TASK DESCRIPTION: Please rewrite all the rows below, swapping each "dark skirt" for "black skirt" and keeping everything else the same. Leave the pictures out of your answer.

EXTRACTED DATA:
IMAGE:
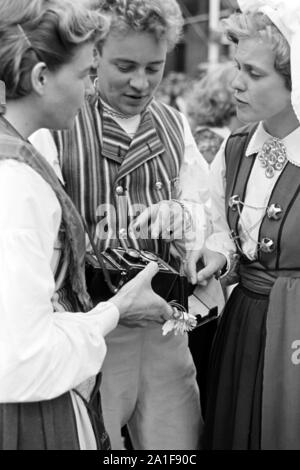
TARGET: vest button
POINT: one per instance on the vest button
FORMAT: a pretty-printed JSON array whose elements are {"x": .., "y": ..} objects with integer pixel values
[
  {"x": 234, "y": 202},
  {"x": 267, "y": 245},
  {"x": 274, "y": 212},
  {"x": 119, "y": 190}
]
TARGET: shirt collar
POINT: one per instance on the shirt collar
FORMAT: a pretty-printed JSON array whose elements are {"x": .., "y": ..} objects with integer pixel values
[{"x": 291, "y": 143}]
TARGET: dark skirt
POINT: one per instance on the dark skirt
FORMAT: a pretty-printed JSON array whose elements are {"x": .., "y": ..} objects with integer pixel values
[
  {"x": 234, "y": 397},
  {"x": 51, "y": 424}
]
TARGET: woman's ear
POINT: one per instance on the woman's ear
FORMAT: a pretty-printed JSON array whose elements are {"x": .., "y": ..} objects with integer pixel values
[{"x": 39, "y": 78}]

ANSWER TO THE PROBLEM:
IMAGE:
TARGET: vest button
POINT: one per instance on the vest button
FORMAT: a pretty-printed JSON array whose elements are {"x": .., "y": ..} objects with integer pixel values
[
  {"x": 234, "y": 202},
  {"x": 267, "y": 245},
  {"x": 274, "y": 212},
  {"x": 119, "y": 190}
]
TARGET: shirt collar
POINT: one per instance on the shirt collar
FORMAT: a pretty-printed JSON array whose elements are {"x": .., "y": ..} objects with integer pixel values
[{"x": 291, "y": 143}]
TARGET: black skirt
POINT: one per instance on the black skirt
FORMAT: a pretty-printed JSON array whose elements are {"x": .., "y": ..} objects with integer pixel values
[
  {"x": 234, "y": 397},
  {"x": 51, "y": 424}
]
TARGET: woman's ear
POINT: one per instance on the woman's ear
FORMAT: a pretty-printed JSON array whose elements are {"x": .., "y": ..} objects with integer pixel values
[{"x": 39, "y": 78}]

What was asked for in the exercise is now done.